ENUNCIADO DA TAREFA A :: Transcreva o trecho do texto sobre o desmatamento que começa com as palavras "Por Washington Novaes*" e termina com "e até queda.", substituindo "desmatamento" por "desflorestamento".
ENUNCIADO DA TAREFA B :: Apresente como lista numerada as linhas de dados que vão da linha que contém "Would you be able to identify the dormer" até a linha que contém "[0,407,485,433]", ambas incluídas, sem as linhas em branco.

TRECHO FORNECIDO ::
--------------------------------------------------

Nossa
biodiversidade no centro da atenção.
O desmatamento ainda é o principal responsável
pelas emissões nacionais. Foto: Shutterstock.
Por Washington Novaes*
Temos fechado os olhos para um futuro muito
problemático para o nosso país.
São importantes as informações de que o Ministério
do Meio Ambiente e outros órgãos se mobilizam diante de notícias que levantam
preocupações por alguns ângulos na Amazônia. Uma delas é a de que o
desmatamento ali pode estar em tendência de aumento, enquanto outras sugerem
estabilização e até queda.

--------------------------------------------------

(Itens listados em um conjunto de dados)
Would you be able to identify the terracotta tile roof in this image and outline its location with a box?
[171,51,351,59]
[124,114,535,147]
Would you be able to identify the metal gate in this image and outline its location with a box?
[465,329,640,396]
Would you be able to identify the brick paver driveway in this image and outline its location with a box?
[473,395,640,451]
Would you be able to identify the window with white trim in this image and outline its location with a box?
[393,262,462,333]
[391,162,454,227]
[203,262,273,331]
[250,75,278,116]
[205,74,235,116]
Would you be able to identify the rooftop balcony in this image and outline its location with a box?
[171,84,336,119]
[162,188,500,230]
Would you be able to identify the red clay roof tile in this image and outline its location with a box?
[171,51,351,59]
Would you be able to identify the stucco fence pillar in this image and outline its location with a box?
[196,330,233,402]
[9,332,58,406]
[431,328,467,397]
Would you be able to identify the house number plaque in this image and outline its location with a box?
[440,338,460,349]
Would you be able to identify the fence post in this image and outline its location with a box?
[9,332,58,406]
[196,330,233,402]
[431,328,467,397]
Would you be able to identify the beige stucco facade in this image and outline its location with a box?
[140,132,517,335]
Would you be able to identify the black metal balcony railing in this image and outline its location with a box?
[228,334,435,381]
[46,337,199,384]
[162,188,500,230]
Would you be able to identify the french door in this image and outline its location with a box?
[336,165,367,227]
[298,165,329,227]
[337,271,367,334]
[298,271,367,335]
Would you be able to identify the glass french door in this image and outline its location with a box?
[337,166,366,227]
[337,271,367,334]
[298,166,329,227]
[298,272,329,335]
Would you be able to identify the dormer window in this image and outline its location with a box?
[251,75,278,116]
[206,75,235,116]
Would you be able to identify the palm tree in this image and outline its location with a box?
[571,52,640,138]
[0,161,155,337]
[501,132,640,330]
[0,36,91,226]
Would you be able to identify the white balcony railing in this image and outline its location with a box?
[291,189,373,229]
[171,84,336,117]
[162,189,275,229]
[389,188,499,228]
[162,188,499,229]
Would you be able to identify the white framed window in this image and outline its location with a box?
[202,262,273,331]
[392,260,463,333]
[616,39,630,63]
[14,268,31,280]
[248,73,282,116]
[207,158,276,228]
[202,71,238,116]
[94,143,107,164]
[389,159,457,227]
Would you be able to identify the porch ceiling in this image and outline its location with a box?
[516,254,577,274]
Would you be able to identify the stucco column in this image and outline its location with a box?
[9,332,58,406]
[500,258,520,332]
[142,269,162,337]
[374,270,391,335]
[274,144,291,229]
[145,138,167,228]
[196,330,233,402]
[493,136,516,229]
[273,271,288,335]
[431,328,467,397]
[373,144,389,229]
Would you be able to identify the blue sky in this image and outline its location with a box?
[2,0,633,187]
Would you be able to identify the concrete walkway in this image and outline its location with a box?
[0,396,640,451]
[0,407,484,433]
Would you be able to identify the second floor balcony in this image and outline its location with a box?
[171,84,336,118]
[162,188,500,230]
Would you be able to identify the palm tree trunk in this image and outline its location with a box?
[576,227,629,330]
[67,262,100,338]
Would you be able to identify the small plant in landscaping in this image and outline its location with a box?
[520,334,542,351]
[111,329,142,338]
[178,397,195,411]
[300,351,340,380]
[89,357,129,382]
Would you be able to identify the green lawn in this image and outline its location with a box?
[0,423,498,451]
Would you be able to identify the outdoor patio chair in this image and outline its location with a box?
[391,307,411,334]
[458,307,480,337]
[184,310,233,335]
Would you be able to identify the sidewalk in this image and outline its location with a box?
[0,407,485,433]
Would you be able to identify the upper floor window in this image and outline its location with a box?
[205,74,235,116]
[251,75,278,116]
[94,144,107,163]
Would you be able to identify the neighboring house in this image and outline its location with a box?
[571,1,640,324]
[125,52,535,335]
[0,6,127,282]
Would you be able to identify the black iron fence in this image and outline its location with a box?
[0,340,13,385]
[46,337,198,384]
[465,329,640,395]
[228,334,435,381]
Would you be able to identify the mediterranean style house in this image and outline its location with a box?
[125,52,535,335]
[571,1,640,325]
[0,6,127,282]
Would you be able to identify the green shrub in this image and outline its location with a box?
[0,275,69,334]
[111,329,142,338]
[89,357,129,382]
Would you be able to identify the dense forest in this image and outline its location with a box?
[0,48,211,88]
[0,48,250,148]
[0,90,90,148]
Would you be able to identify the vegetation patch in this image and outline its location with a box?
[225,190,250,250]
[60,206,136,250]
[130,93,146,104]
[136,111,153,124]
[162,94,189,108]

--------------------------------------------------

RESPOSTA ESPERADA A ::
Por Washington Novaes*
Temos fechado os olhos para um futuro muito
problemático para o nosso país.
São importantes as informações de que o Ministério
do Meio Ambiente e outros órgãos se mobilizam diante de notícias que levantam
preocupações por alguns ângulos na Amazônia. Uma delas é a de que o
desflorestamento ali pode estar em tendência de aumento, enquanto outras sugerem
estabilização e até queda.

RESPOSTA ESPERADA B ::
1. Would you be able to identify the dormer window in this image and outline its location with a box?
2. [251,75,278,116]
3. [206,75,235,116]
4. Would you be able to identify the palm tree in this image and outline its location with a box?
5. [571,52,640,138]
6. [0,161,155,337]
7. [501,132,640,330]
8. [0,36,91,226]
9. Would you be able to identify the white balcony railing in this image and outline its location with a box?
10. [291,189,373,229]
11. [171,84,336,117]
12. [162,189,275,229]
13. [389,188,499,228]
14. [162,188,499,229]
15. Would you be able to identify the white framed window in this image and outline its location with a box?
16. [202,262,273,331]
17. [392,260,463,333]
18. [616,39,630,63]
19. [14,268,31,280]
20. [248,73,282,116]
21. [207,158,276,228]
22. [202,71,238,116]
23. [94,143,107,164]
24. [389,159,457,227]
25. Would you be able to identify the porch ceiling in this image and outline its location with a box?
26. [516,254,577,274]
27. Would you be able to identify the stucco column in this image and outline its location with a box?
28. [9,332,58,406]
29. [500,258,520,332]
30. [142,269,162,337]
31. [374,270,391,335]
32. [274,144,291,229]
33. [145,138,167,228]
34. [196,330,233,402]
35. [493,136,516,229]
36. [273,271,288,335]
37. [431,328,467,397]
38. [373,144,389,229]
39. Would you be able to identify the blue sky in this image and outline its location with a box?
40. [2,0,633,187]
41. Would you be able to identify the concrete walkway in this image and outline its location with a box?
42. [0,396,640,451]
43. [0,407,484,433]
44. Would you be able to identify the second floor balcony in this image and outline its location with a box?
45. [171,84,336,118]
46. [162,188,500,230]
47. Would you be able to identify the palm tree trunk in this image and outline its location with a box?
48. [576,227,629,330]
49. [67,262,100,338]
50. Would you be able to identify the small plant in landscaping in this image and outline its location with a box?
51. [520,334,542,351]
52. [111,329,142,338]
53. [178,397,195,411]
54. [300,351,340,380]
55. [89,357,129,382]
56. Would you be able to identify the green lawn in this image and outline its location with a box?
57. [0,423,498,451]
58. Would you be able to identify the outdoor patio chair in this image and outline its location with a box?
59. [391,307,411,334]
60. [458,307,480,337]
61. [184,310,233,335]
62. Would you be able to identify the sidewalk in this image and outline its location with a box?
63. [0,407,485,433]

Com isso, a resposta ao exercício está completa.